# [Goal of the exercise]
Turn each line of the records below into a numbered list, leaving out any blank lines.

# [Material provided]
================

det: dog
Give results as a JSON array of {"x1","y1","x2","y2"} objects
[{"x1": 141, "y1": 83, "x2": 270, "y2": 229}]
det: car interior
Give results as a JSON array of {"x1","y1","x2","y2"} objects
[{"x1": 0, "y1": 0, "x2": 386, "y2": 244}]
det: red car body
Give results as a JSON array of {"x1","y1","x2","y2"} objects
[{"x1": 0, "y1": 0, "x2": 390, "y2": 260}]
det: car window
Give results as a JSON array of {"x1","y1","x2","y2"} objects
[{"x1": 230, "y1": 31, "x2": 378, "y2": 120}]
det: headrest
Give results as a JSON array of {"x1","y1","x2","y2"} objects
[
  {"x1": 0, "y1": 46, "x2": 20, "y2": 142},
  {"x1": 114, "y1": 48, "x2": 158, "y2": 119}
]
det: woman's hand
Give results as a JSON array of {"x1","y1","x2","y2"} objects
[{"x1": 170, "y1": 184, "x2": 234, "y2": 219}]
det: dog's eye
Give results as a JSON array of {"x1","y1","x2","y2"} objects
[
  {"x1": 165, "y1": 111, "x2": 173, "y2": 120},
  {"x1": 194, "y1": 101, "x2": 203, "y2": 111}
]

================

# [Task answer]
1. det: dog
2. Give results as a JSON array of {"x1","y1","x2","y2"} objects
3. [{"x1": 141, "y1": 83, "x2": 270, "y2": 229}]
4. det: car interior
5. Give results as a JSON array of {"x1","y1","x2","y2"} objects
6. [{"x1": 0, "y1": 0, "x2": 386, "y2": 244}]
7. det: red car body
8. Give results as a JSON array of {"x1","y1","x2","y2"} objects
9. [{"x1": 0, "y1": 0, "x2": 390, "y2": 260}]
10. det: car window
11. Give results as a JSON array of {"x1","y1","x2","y2"} objects
12. [{"x1": 230, "y1": 31, "x2": 378, "y2": 120}]
13. det: headrest
14. Give results as a JSON array of {"x1","y1","x2","y2"} objects
15. [
16.   {"x1": 0, "y1": 46, "x2": 20, "y2": 142},
17.   {"x1": 114, "y1": 48, "x2": 158, "y2": 119}
18. ]
19. det: woman's hand
20. Give results as a JSON array of {"x1","y1","x2","y2"} objects
21. [{"x1": 170, "y1": 184, "x2": 234, "y2": 219}]
22. det: dog's eye
23. Give results as a JSON array of {"x1","y1","x2","y2"} objects
24. [
25.   {"x1": 165, "y1": 111, "x2": 173, "y2": 120},
26.   {"x1": 194, "y1": 101, "x2": 203, "y2": 111}
27. ]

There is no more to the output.